**Ce qu'il faut:** Recopiez telles quelles les entrées ci-dessous, depuis le tout début jusqu'à la ligne qui contient « column 35, row 730 », cette ligne comprise, et rien de plus.

**Données fournies:**
================================
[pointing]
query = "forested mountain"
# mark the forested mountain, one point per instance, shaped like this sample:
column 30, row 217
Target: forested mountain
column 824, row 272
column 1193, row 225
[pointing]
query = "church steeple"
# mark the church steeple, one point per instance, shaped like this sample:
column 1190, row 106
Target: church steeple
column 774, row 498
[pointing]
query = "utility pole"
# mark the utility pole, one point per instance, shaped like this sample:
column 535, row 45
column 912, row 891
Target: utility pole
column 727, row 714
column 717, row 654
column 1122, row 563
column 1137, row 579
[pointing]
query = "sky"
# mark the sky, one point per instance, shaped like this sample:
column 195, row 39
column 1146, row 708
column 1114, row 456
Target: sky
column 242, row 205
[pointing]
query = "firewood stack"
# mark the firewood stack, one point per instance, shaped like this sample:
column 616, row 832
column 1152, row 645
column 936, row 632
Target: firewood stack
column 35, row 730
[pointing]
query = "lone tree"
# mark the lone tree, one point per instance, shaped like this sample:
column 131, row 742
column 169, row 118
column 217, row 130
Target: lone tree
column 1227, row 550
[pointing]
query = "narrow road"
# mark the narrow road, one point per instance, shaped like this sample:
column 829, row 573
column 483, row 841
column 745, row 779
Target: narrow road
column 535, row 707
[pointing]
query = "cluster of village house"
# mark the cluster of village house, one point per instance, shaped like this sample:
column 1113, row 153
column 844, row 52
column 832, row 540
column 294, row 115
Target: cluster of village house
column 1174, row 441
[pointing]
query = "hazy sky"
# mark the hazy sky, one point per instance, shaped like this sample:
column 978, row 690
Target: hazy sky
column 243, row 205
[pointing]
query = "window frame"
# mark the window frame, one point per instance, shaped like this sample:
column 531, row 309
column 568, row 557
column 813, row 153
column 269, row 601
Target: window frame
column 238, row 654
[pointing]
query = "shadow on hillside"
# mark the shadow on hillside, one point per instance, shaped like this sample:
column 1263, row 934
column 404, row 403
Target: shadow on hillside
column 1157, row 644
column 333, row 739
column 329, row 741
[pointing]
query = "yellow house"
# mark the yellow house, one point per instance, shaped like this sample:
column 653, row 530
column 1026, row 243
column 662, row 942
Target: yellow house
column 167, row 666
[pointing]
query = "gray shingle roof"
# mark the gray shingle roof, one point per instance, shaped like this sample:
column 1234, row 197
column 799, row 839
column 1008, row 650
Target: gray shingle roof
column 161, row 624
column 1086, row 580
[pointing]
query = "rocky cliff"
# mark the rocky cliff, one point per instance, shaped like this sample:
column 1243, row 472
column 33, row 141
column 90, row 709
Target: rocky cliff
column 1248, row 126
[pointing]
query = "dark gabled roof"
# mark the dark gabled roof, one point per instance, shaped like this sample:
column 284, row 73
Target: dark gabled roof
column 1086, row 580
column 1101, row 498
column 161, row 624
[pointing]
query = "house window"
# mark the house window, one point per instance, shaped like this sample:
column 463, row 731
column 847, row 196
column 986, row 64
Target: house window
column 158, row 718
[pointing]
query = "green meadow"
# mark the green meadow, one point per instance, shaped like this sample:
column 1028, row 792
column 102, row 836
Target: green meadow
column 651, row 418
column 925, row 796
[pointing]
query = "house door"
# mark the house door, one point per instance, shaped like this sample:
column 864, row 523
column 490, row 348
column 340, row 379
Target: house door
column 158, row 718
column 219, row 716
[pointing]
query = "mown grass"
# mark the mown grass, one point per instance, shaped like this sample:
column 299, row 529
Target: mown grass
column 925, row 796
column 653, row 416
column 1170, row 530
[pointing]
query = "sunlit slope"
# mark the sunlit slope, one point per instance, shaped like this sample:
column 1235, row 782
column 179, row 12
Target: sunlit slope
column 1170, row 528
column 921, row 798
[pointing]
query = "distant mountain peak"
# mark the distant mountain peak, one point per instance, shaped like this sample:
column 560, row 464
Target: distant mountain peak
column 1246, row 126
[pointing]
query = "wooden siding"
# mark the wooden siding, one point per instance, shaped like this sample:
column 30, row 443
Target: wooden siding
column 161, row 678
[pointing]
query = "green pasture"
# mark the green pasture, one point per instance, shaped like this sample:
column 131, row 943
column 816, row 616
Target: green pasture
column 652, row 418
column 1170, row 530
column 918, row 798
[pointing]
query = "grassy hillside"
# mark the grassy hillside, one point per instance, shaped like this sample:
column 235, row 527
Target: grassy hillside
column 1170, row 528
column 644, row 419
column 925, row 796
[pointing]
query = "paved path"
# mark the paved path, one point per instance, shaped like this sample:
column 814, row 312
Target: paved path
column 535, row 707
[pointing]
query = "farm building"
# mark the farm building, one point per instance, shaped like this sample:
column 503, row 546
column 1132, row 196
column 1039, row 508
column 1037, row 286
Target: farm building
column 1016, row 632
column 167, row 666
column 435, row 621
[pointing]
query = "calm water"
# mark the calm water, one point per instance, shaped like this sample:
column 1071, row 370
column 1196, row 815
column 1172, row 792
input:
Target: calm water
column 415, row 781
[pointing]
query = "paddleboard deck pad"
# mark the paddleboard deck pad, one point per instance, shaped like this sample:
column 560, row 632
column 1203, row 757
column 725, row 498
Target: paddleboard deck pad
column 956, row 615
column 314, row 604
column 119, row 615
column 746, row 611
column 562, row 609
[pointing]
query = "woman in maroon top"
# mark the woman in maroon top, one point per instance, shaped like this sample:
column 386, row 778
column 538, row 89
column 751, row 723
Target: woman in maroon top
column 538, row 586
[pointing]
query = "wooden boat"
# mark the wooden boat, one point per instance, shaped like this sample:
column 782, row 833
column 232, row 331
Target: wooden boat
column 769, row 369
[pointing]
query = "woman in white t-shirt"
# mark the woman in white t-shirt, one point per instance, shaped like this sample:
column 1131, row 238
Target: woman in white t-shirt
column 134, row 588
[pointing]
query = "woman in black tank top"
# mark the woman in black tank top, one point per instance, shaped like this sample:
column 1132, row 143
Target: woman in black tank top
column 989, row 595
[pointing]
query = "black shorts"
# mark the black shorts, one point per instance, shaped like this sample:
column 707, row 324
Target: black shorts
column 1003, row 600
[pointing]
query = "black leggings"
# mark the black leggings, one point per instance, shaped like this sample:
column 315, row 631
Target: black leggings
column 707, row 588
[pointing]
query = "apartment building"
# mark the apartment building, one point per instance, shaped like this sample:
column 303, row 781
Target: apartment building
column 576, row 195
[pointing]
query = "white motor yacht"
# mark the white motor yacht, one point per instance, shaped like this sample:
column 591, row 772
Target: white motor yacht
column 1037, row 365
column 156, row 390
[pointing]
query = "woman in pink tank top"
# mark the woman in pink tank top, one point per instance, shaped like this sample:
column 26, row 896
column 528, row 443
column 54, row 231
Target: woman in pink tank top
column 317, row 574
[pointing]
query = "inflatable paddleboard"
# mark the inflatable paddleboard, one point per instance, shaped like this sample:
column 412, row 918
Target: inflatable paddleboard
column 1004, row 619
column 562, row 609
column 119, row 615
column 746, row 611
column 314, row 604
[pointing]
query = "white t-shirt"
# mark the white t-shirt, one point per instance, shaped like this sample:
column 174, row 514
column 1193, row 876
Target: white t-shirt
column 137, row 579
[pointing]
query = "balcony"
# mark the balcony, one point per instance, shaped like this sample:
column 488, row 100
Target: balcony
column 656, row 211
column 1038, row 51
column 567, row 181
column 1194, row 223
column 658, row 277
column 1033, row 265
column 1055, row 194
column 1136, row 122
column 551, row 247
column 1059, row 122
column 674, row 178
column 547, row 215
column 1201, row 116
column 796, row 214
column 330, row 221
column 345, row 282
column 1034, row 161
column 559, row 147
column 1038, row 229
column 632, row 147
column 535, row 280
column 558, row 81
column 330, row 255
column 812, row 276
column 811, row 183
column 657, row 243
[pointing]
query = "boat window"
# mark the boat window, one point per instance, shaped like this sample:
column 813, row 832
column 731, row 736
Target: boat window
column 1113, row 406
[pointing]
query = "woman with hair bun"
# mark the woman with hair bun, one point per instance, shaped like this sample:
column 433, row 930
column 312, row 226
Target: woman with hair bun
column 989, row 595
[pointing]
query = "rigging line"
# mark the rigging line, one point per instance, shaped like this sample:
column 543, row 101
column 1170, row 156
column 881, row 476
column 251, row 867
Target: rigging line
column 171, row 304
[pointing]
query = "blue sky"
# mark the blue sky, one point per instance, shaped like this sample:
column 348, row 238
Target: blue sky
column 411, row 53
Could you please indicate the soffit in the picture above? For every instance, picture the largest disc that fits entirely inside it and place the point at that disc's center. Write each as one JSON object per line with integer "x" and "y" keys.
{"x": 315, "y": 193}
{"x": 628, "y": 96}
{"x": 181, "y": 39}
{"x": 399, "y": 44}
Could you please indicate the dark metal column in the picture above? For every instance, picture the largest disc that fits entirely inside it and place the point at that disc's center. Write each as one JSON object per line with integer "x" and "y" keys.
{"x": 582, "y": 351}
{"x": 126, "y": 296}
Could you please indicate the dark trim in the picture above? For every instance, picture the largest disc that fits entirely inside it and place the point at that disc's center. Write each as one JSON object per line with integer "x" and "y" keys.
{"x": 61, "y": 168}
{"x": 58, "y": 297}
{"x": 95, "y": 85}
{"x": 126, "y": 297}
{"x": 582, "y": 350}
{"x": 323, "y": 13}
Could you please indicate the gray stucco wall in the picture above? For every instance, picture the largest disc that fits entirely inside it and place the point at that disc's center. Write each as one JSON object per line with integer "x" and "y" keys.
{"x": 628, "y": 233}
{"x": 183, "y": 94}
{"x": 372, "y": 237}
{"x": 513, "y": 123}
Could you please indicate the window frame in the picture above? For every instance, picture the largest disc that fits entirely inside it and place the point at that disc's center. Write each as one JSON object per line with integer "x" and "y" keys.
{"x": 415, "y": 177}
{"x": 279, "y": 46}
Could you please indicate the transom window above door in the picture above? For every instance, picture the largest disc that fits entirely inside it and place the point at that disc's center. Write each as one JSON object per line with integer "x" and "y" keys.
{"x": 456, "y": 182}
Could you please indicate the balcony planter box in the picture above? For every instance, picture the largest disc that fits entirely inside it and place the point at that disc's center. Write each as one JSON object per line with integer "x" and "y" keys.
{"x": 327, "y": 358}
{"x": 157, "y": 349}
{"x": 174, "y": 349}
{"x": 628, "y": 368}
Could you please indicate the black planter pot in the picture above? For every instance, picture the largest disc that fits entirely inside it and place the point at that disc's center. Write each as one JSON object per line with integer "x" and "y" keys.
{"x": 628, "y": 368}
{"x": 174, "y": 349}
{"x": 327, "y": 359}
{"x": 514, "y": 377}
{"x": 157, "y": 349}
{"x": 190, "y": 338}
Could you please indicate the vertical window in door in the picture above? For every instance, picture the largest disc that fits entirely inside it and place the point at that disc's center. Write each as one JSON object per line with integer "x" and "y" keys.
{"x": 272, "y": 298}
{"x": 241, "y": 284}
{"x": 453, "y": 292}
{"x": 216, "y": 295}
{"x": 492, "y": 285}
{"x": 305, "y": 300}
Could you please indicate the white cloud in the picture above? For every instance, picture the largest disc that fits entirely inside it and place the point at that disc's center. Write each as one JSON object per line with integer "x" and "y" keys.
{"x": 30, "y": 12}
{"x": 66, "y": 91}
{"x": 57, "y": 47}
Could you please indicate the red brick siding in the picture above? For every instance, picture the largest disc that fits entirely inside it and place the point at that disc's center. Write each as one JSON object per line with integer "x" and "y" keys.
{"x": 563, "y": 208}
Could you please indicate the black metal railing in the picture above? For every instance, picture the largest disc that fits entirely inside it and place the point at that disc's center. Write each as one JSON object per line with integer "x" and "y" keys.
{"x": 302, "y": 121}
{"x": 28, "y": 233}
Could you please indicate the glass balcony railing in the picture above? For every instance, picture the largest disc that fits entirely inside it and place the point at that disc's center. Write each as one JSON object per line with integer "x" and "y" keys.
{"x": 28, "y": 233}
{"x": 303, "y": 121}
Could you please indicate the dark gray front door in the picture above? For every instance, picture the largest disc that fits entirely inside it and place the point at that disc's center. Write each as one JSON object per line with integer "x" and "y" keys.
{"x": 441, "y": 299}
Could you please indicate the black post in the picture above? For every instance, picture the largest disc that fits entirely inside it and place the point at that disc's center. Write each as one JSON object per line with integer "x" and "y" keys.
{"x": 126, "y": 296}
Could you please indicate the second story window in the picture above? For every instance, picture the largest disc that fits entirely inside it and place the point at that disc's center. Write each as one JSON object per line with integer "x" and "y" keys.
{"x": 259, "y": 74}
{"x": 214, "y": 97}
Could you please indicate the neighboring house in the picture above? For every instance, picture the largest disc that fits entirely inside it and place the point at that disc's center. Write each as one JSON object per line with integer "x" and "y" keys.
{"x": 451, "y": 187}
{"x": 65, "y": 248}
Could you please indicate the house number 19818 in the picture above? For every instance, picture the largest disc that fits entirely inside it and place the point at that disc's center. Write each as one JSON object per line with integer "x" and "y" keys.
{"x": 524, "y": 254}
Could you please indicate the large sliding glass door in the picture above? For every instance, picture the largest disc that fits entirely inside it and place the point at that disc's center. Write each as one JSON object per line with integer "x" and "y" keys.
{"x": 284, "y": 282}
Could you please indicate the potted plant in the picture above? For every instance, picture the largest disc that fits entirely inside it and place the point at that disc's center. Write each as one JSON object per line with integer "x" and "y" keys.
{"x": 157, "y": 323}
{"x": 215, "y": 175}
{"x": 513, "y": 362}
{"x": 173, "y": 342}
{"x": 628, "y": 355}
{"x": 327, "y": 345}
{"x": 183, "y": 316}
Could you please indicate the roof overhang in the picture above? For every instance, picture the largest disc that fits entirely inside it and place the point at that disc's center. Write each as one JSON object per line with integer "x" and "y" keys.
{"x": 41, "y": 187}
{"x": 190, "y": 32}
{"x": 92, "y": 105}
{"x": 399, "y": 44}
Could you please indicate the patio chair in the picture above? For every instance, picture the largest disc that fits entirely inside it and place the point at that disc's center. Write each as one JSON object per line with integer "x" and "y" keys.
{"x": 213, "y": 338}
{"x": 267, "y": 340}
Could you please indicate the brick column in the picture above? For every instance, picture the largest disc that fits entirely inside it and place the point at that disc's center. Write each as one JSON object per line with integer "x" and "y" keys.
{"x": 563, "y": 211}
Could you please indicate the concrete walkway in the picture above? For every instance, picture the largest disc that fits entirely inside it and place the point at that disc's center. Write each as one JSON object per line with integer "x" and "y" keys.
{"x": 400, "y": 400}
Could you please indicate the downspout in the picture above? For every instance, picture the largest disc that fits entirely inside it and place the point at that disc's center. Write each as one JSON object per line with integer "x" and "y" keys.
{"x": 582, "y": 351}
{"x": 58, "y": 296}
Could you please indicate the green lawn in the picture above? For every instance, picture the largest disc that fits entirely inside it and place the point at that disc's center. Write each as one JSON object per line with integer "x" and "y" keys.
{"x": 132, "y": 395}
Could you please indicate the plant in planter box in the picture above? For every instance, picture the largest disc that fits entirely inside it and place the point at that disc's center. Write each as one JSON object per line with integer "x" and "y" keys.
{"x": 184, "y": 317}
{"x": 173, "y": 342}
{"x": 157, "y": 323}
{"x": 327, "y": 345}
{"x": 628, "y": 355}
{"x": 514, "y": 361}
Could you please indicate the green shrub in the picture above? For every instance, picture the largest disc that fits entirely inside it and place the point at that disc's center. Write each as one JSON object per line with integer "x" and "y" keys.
================================
**Résultat:**
[pointing]
query = "forested mountain"
# mark the forested mountain, one point per instance, shaped like this sample:
column 30, row 217
Target: forested mountain
column 824, row 272
column 1193, row 225
[pointing]
query = "church steeple"
# mark the church steeple, one point per instance, shaped like this sample:
column 1190, row 106
Target: church steeple
column 774, row 498
[pointing]
query = "utility pole"
# mark the utility pole, one point per instance, shaped like this sample:
column 535, row 45
column 912, row 891
Target: utility pole
column 727, row 714
column 717, row 654
column 1122, row 563
column 1137, row 579
[pointing]
query = "sky"
# mark the sky, one point per instance, shaped like this sample:
column 195, row 39
column 1146, row 708
column 1114, row 456
Target: sky
column 242, row 205
[pointing]
query = "firewood stack"
# mark the firewood stack, one point per instance, shaped like this sample:
column 616, row 832
column 1152, row 645
column 936, row 632
Target: firewood stack
column 35, row 730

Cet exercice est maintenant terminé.